INTERNET NA ESCOLA E INCLUSÃO SOCIAL NA CIBERCULTURA

Marco Silva

Doutor, Professor da Faculdade de Educação da UERJ
e do Programa de Pós-Graduação em Educação da Estácio.
marco@msm.com.br - www.saladeaulainterativa.pro.br.




O uso da Internet na escola é exigência da cibercultura, isto é, do novo ambiente comunicacional-cultural que surge com a interconexão mundial de computadores em forte expansão no início do século 21. Novo espaço de sociabilidade, de organização, de informação, de conhecimento e de educação.

A educação do cidadão não pode estar alheia ao novo contexto sócio-econômico-tecnológico, cuja característica geral não está mais na centralidade da produção fabril ou da mídia de massa, mas na informação digitalizada como nova infra-estrutura básica, como novo modo de produção. O computador e a Internet definem essa nova ambiência informacional e dão o tom da nova lógica comunicacional, que toma o lugar da distribuição em massa própria da fábrica e da mídia clássica, até então símbolos societários.

Cada vez se produz mais informação online socialmente partilhada. É cada vez maior o número de pessoas cujo trabalho é informar online; cada vez mais pessoas dependem desse tipo de informação para trabalhar e viver. A economia se assenta na informação online. As entidades financeiras, as bolsas, as empresas nacionais e multinacionais dependem dos novos sistemas de informaçãoonline e progridem, ou não, à medida que os vão absorvendo e desenvolvendo. A informação dessa natureza penetra a sociedade como uma rede capilar e ao mesmo tempo como infra-estrutura básica. A educação online ganha adesão nesse contexto, garantindo aprendizagem na flexibilidade e na interatividade próprias da Internet.

Se a escola não inclui a Internet na educação das novas gerações, ela está na contramão da história, alheia a espírito do tempo e, criminosamente, produzindo exclusão social ou exclusão da cibercultura. Quando o professor convida o aprendiz a um portal virtual de informações, ele não apenas lança mão da nova mídia para potencializar a aprendizagem de um conteúdo curricular, mas contribui pedagogicamente para a inclusão desse educando na cibercultura.

- **Entradas salvas**:
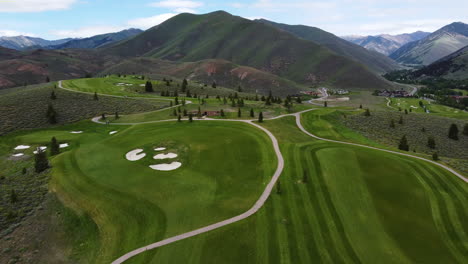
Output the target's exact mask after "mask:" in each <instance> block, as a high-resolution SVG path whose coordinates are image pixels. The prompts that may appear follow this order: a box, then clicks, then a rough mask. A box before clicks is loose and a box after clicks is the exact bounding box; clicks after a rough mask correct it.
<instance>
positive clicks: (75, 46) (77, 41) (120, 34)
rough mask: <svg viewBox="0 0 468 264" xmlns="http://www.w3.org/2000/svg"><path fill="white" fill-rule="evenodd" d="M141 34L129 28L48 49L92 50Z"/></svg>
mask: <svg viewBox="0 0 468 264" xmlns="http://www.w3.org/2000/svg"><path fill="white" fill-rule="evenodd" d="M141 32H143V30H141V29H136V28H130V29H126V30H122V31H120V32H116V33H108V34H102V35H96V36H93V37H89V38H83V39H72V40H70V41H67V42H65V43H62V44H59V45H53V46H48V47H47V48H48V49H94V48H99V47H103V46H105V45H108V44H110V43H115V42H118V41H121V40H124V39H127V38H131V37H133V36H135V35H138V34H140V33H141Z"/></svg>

--

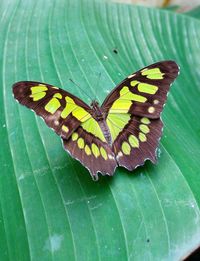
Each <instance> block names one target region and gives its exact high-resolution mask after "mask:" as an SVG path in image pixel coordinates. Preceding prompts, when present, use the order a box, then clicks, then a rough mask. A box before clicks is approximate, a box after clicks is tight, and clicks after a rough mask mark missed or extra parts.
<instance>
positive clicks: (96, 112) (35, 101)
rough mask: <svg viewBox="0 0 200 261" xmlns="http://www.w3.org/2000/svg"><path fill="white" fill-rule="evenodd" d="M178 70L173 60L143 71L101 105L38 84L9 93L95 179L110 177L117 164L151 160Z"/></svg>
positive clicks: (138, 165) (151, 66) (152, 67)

- **LISTA DE EXERCÍCIOS**:
(1) Segundo o texto sobre a Internet na escola, por que o uso da Internet na escola é uma exigência? Responda em até três frases.
(2) Reproduza dos registros as linhas que começam na linha que contém "Each <instance> block names" e terminam depois da linha que contém "positive clicks: (138, 165)", ambas incluídas.

- **RESULTADOS POR TAREFA**:
(1) O uso da Internet na escola é uma exigência da cibercultura. A cibercultura é o novo ambiente comunicacional-cultural que surge com a interconexão mundial de computadores, em forte expansão no início do século 21. Esse ambiente é um novo espaço de sociabilidade, de organização, de informação, de conhecimento e de educação.

(2)
Each <instance> block names one target region and gives its exact high-resolution mask after "mask:" as an SVG path in image pixel coordinates. Preceding prompts, when present, use the order a box, then clicks, then a rough mask. A box before clicks is approximate, a box after clicks is tight, and clicks after a rough mask mark missed or extra parts.
<instance>
positive clicks: (96, 112) (35, 101)
rough mask: <svg viewBox="0 0 200 261" xmlns="http://www.w3.org/2000/svg"><path fill="white" fill-rule="evenodd" d="M178 70L173 60L143 71L101 105L38 84L9 93L95 179L110 177L117 164L151 160Z"/></svg>
positive clicks: (138, 165) (151, 66) (152, 67)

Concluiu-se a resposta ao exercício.